§ **REQUIREMENT 1**
According to the article on China's consumer finance, how many clients does Home Credit have?

§ **SELECTED TEXT**
An advertisement for Apple Inc's new iPad in Beijing. [Photo/China Daily]
Sector shows strong growth potential amid rising domestic consumption
Li Na, a young teacher in Changsha, Hunan province, finally got her iPad 2 recently after making a down payment of 1,800 yuan ($283) and paying monthly installments of 416 yuan over the next year.
"I dreamed about it for a long time and now I can use it. It would take me another half a year if I put aside money from my monthly salary of 2,000 yuan to pay for it," Li said.
The teacher, who doesn't have a credit card, found about the loan - which came with a fee of 25.7 percent of the price the iPad - from a saleswoman at a electronics store.
Li is one of the 1.75 million clients of Home Credit, a Czech financial company that has tapped China's consumer finance market. Analysts say that the market is set to boom in the coming years supported by increasing personal incomes and the government's efforts to expand domestic consumption.
Consumer finance refers to short-term loans for personal purchases of durable goods or services such as home decoration, healthcare and education.
Consumer finance companies are non-banking financial institution providing Chinese residents with loans for consumption purposes. According to China Banking Regulatory Commission rules, these companies are unable to take part in deposit taking business, or provide mortgages or auto loans.
China's consumer finance sector is less developed than in developed economies, but it will be one of the most promising industries in the nation in the near future, said Yan Xuan, president of Nielsen Greater China.
The current penetration of consumer finance in the mainland is quite low, accounting for only about 4 percent of the total consumer lending balance, compared with up to 10 percent in more developed markets such as Hong Kong, according to a report by Boston Consulting Group in August 2011.
"China is now shifting the driving force of its GDP growth from investment to domestic consumption, which will create more room for consumer finance. The consumer finance industry will experience relatively fast development in the next decade," said Sun Tianqi, assistant to the head of the research bureau of the People's Bank of China.

§ **REQUIREMENT 2**
Render the listing lines starting at the one containing "of the lattice" and ending at the one containing "Target: lattice trellis panel" as a Markdown table with the columns Line and Text, leaving out any blank lines.

§ **ROWS**
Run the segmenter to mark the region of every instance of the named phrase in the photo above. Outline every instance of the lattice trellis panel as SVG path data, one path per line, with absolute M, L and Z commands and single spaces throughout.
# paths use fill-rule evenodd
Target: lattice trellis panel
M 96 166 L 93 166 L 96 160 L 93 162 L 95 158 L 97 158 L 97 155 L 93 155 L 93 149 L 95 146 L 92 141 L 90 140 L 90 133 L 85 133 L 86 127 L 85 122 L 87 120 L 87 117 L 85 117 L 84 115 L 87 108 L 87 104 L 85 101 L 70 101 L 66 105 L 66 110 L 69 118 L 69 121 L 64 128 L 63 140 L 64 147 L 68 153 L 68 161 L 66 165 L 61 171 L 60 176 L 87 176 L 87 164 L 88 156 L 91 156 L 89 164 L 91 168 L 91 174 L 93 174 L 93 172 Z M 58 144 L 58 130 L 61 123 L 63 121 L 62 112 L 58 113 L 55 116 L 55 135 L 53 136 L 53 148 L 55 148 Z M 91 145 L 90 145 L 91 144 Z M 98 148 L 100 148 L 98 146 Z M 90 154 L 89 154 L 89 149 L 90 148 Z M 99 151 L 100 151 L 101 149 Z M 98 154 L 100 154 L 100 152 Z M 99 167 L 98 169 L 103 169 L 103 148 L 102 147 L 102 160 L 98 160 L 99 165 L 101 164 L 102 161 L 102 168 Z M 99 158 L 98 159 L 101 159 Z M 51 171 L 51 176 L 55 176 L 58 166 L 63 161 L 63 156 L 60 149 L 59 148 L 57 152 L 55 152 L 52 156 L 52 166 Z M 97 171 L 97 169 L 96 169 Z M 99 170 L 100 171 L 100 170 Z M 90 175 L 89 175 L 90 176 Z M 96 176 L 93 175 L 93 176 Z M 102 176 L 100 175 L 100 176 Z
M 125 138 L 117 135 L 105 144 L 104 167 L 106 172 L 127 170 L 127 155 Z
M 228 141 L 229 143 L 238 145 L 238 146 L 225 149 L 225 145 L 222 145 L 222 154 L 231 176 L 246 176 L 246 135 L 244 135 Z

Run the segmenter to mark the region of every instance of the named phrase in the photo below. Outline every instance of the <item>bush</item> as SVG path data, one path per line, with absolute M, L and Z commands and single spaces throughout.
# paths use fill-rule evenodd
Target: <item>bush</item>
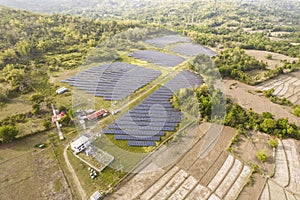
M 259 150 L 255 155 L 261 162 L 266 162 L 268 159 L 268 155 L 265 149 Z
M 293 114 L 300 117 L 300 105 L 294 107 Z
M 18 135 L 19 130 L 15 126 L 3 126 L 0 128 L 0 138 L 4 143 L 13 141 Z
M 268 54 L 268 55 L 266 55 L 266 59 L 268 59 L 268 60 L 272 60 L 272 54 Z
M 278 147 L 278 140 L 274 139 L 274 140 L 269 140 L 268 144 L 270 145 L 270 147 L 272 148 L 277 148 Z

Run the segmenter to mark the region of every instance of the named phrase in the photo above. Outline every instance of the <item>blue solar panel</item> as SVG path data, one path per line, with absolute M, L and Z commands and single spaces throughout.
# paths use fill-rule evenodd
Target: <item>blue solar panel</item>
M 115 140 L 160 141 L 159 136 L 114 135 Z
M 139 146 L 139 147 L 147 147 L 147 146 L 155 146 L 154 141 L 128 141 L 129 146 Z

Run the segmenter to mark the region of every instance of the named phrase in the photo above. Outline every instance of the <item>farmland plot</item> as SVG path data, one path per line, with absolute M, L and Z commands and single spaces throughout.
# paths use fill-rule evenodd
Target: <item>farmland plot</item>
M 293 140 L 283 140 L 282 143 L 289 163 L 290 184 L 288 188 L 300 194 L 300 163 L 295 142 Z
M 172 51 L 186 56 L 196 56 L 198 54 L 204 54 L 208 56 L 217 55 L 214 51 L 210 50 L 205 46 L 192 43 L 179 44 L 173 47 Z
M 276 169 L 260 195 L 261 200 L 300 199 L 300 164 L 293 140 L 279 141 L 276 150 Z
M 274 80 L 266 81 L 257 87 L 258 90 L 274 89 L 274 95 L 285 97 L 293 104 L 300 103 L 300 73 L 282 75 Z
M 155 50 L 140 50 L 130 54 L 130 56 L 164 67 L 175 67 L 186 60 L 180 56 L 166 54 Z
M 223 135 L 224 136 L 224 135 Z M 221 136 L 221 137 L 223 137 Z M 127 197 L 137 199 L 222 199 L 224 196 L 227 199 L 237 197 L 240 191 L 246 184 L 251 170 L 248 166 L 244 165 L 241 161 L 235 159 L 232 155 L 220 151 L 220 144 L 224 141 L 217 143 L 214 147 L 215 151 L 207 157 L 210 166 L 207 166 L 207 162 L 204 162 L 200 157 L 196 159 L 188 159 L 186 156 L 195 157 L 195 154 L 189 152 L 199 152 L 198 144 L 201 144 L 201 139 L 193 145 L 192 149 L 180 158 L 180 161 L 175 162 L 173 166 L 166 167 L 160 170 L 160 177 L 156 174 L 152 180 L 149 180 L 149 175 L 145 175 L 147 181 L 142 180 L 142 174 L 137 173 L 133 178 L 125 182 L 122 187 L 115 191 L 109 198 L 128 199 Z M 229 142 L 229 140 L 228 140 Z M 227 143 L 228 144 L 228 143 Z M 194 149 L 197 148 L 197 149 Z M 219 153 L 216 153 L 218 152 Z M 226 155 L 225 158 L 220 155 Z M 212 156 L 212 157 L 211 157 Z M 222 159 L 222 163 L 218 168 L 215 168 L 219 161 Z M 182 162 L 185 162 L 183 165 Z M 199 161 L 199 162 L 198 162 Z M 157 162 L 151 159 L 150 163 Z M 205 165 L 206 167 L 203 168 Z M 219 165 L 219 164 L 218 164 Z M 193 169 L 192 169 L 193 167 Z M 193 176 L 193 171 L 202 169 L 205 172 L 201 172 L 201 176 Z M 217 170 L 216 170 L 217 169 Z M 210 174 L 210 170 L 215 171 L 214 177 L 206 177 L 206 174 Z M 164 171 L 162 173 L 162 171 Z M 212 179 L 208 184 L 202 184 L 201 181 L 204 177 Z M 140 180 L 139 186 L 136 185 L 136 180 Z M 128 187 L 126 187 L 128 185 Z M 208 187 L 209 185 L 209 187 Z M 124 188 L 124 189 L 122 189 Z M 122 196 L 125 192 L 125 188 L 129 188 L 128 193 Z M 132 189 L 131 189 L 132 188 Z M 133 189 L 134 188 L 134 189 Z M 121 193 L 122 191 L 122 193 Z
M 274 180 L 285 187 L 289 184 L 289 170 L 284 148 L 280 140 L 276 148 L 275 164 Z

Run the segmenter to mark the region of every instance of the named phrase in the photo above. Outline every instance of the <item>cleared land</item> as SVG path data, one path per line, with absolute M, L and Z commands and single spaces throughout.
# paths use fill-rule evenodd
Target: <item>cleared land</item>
...
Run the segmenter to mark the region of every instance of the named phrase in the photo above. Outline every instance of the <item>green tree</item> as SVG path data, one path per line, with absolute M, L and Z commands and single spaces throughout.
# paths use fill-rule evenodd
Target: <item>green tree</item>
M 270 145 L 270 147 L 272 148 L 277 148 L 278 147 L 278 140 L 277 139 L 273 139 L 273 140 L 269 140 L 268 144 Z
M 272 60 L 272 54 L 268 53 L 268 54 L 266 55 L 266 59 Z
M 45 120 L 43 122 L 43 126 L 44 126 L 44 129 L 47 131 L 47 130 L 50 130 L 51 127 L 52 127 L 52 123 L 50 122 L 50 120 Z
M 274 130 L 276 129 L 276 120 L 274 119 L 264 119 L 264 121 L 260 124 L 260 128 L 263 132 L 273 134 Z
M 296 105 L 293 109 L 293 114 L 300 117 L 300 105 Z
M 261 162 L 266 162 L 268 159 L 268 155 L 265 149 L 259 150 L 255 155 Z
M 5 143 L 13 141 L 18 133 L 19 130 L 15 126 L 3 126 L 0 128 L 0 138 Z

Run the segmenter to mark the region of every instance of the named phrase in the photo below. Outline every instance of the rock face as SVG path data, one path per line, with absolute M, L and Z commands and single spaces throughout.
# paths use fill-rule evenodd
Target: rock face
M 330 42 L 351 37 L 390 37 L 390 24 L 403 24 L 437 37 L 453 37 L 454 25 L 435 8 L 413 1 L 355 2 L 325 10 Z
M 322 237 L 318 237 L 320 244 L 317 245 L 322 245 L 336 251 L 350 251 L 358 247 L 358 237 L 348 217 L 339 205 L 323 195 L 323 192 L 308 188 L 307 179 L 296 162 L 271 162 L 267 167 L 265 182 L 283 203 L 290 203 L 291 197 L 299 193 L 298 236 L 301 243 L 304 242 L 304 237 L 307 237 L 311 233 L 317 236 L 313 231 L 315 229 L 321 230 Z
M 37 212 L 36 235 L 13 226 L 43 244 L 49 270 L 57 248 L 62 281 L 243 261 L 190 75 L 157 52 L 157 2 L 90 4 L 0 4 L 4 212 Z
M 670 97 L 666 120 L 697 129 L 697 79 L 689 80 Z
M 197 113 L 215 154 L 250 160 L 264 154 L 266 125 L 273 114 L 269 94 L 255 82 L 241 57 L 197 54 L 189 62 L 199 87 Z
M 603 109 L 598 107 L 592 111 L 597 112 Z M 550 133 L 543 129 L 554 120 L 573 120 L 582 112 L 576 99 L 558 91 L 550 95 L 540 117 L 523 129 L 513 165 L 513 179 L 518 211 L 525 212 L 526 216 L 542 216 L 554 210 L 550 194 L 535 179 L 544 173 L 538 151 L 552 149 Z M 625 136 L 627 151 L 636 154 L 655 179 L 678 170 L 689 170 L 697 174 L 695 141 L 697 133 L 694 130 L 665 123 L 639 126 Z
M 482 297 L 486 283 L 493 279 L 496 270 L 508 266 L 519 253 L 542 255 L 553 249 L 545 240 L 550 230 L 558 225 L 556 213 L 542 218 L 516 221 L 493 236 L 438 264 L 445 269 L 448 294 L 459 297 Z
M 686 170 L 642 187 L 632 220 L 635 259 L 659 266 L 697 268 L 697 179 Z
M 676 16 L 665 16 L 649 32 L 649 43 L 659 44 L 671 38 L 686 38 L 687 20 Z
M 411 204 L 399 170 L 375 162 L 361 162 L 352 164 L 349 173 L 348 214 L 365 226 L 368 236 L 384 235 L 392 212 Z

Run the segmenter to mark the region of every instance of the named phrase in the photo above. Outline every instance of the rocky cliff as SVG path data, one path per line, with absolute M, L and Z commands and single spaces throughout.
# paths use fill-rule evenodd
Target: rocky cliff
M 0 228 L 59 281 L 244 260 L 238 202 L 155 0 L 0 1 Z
...
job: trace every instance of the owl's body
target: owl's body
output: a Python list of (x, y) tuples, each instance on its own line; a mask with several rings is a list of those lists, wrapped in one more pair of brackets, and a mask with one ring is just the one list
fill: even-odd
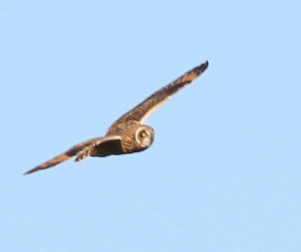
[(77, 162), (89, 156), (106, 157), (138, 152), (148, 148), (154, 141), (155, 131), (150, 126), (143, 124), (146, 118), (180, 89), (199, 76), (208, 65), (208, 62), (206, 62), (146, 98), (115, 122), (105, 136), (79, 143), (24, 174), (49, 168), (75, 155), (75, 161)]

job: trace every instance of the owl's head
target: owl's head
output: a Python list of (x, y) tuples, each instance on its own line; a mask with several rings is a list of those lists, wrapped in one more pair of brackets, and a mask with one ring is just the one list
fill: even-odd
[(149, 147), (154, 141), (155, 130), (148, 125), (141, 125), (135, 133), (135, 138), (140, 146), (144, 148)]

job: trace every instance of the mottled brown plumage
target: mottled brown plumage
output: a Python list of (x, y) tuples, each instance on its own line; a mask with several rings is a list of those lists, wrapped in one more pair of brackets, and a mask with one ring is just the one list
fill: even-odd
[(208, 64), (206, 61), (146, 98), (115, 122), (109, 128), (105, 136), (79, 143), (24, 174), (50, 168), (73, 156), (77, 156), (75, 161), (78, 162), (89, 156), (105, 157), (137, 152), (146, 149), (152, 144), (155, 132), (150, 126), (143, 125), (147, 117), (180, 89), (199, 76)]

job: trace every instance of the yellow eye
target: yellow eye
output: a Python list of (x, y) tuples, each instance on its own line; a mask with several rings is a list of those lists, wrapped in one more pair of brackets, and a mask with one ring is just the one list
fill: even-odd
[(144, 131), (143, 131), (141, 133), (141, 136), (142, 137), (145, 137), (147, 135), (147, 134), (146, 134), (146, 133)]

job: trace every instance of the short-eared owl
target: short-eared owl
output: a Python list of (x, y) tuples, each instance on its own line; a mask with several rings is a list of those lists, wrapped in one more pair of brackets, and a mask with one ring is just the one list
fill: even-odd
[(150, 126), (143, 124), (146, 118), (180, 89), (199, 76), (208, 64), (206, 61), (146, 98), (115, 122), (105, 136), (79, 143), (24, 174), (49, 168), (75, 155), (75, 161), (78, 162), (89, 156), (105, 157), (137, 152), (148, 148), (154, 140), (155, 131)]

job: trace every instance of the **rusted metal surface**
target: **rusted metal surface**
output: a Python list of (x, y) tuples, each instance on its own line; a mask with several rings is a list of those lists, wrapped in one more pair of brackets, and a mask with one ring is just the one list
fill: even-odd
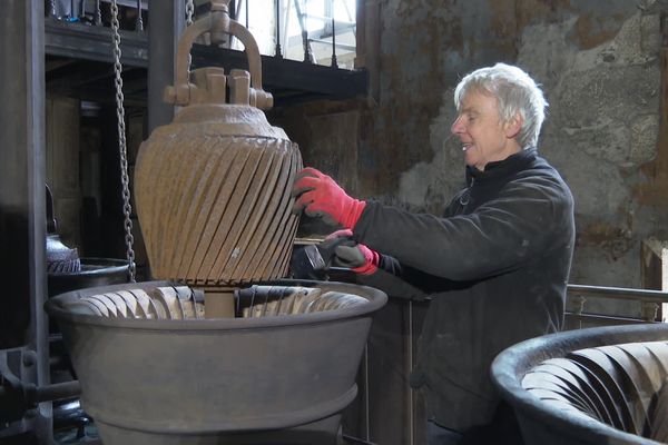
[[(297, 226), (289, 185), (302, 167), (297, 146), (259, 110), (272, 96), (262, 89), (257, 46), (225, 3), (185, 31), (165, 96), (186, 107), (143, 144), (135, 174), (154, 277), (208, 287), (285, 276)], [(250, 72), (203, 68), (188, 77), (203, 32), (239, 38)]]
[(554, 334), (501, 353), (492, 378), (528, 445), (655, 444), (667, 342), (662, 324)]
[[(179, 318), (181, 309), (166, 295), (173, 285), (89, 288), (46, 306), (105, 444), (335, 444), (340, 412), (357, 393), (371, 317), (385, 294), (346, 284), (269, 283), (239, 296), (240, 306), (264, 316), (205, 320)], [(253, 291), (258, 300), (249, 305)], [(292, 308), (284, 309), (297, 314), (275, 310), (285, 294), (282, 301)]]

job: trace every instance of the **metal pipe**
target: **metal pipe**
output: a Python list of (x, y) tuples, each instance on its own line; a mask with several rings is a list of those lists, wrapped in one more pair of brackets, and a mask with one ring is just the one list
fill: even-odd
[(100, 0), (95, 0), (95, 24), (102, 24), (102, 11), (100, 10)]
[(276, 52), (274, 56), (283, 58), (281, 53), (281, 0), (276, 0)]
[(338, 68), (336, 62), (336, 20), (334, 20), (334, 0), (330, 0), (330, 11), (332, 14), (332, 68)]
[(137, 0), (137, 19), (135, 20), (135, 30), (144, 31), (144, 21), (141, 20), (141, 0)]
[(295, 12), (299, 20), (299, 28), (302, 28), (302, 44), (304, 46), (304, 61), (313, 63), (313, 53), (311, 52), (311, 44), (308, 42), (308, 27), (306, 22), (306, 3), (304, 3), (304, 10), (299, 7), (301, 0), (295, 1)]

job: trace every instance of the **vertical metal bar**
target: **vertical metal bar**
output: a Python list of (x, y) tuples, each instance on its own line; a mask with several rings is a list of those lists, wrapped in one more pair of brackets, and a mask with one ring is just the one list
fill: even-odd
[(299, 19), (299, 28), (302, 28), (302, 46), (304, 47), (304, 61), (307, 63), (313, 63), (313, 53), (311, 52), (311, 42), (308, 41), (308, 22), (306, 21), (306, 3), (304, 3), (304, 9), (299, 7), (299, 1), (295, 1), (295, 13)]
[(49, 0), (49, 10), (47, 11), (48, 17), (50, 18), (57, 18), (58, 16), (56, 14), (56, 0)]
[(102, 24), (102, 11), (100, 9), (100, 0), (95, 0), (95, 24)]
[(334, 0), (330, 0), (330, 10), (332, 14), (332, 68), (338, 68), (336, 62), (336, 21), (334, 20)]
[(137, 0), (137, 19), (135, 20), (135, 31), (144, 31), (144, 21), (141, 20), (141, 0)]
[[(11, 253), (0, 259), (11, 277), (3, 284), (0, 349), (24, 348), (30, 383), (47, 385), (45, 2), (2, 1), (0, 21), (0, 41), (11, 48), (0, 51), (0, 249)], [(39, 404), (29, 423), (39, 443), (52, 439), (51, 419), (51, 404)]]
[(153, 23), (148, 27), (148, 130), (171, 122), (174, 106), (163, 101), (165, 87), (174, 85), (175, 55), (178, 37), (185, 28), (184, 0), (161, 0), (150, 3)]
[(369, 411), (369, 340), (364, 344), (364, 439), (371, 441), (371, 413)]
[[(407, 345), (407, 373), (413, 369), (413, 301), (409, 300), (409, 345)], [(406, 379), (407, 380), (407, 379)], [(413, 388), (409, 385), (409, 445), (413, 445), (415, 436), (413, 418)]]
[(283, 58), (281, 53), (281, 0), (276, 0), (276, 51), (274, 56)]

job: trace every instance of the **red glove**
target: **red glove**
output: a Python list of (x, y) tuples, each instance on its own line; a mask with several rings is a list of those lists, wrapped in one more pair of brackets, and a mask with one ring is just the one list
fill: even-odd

§ **TASK SOLUTION 1**
1.75 million

§ **TASK SOLUTION 2**
| Line | Text |
|---|---|
| 1 | Run the segmenter to mark the region of every instance of the named phrase in the photo above. Outline every instance of the lattice trellis panel as SVG path data, one path per line, with absolute M, L and Z commands and single spaces throughout. |
| 2 | # paths use fill-rule evenodd |
| 3 | Target: lattice trellis panel |